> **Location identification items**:
● ● ● ●
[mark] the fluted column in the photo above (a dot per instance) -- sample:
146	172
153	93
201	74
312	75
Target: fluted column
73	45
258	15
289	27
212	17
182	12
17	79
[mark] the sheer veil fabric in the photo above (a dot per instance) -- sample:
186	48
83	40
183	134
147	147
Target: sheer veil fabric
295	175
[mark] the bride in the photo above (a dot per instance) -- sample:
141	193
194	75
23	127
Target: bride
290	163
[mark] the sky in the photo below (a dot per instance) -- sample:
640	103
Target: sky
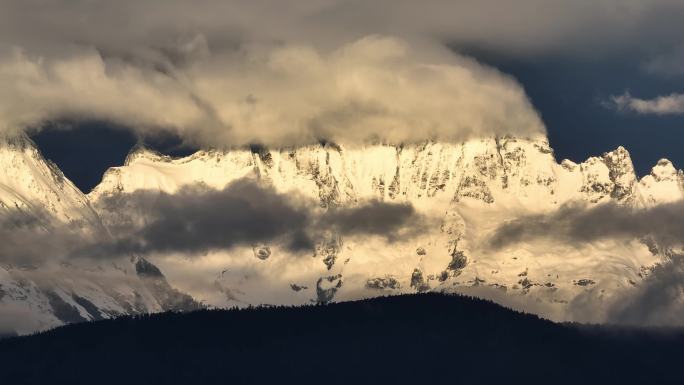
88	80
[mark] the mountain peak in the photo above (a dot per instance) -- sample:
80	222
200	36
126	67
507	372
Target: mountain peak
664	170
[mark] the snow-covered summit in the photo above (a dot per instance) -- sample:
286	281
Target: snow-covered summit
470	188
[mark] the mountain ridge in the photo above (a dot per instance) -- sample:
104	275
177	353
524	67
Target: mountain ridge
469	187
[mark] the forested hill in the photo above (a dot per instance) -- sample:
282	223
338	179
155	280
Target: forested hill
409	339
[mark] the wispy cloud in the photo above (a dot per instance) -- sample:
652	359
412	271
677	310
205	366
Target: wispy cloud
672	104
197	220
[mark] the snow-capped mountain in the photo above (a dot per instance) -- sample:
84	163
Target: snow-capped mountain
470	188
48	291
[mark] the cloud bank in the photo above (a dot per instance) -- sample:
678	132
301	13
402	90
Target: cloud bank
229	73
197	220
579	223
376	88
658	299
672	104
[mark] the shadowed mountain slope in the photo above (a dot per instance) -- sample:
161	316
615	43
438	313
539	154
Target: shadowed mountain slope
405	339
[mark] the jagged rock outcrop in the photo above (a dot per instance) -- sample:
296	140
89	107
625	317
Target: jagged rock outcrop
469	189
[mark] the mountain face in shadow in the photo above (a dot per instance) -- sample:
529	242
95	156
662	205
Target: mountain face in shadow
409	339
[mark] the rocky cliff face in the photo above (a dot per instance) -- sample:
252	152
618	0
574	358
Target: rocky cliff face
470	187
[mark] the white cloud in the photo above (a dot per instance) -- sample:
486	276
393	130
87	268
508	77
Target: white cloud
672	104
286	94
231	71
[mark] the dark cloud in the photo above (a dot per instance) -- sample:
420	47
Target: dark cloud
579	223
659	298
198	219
● ● ● ●
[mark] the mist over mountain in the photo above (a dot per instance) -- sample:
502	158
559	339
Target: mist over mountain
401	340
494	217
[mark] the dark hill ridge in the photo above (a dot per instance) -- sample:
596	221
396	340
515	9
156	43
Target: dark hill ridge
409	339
● ● ● ●
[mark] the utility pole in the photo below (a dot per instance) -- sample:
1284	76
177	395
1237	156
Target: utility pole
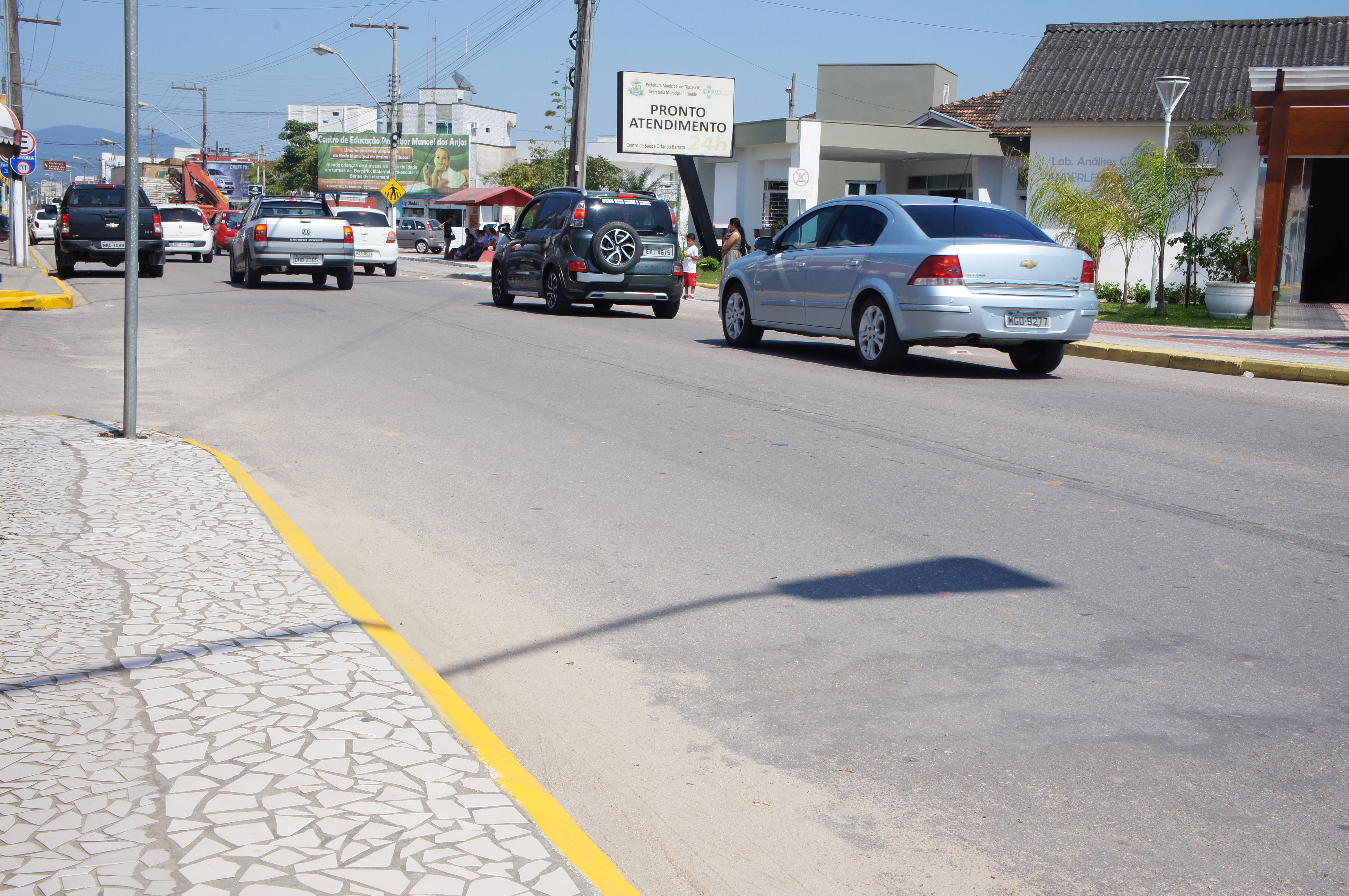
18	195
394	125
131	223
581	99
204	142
● ● ● ●
> **TASK TO CARRY OUT**:
Return each line from the rows above that contains the string "bank".

> **FULL RESPONSE**:
[mark] the cloud bank in the photo above (a dot per instance) -- sample:
Target: cloud bank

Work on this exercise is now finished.